Страница
1970-1980-е годы стали временем обостренного интереса к мировоззрению Леонардо да Винчи в отечественной историографии. Разумеется, эта проблематика поднималась и прежде, в частности в работах философов М.А. Дынника и З.Н. Мелещенко (35). И все же в изучении мировоззрения Леонардо да Винчи в эти десятилетия произошли существенные сдвиги. К вопросам особенностей мировоззренческих позиций Леонардо обращаются А.Ф. Лосев и А.Х. Горфункель, В.В. Соколов и К.И. Долгов (36), а также другие философы. Из историков, занимавшихся проблемами культуры Возрождения, о Леонардо в эти годы писали В.И. Рутенбург, Л.М. Брагина, Л.М. Баткин (37). Позже вышла монография Л.М, Баткина "Леонардо да Винчи и особенности ренессансного творческого мышления" (38). Творчеству Леонардо посвятил один из разделов работы "Корифеи Возрождения" С.M. Стам (39).

Имеющиеся данные
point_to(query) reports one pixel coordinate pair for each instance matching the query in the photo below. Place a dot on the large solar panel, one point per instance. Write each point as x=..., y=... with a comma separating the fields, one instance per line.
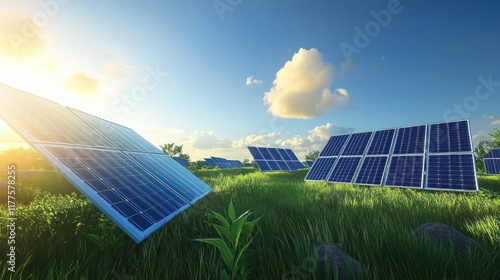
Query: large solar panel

Письменное задание
Перепечатайте целиком текст об изучении мировоззрения Леонардо да Винчи, сохранив каждое слово и знак без изменений.

Итоговый результат
1970-1980-е годы стали временем обостренного интереса к мировоззрению Леонардо да Винчи в отечественной историографии. Разумеется, эта проблематика поднималась и прежде, в частности в работах философов М.А. Дынника и З.Н. Мелещенко (35). И все же в изучении мировоззрения Леонардо да Винчи в эти десятилетия произошли существенные сдвиги. К вопросам особенностей мировоззренческих позиций Леонардо обращаются А.Ф. Лосев и А.Х. Горфункель, В.В. Соколов и К.И. Долгов (36), а также другие философы. Из историков, занимавшихся проблемами культуры Возрождения, о Леонардо в эти годы писали В.И. Рутенбург, Л.М. Брагина, Л.М. Баткин (37). Позже вышла монография Л.М, Баткина "Леонардо да Винчи и особенности ренессансного творческого мышления" (38). Творчеству Леонардо посвятил один из разделов работы "Корифеи Возрождения" С.M. Стам (39).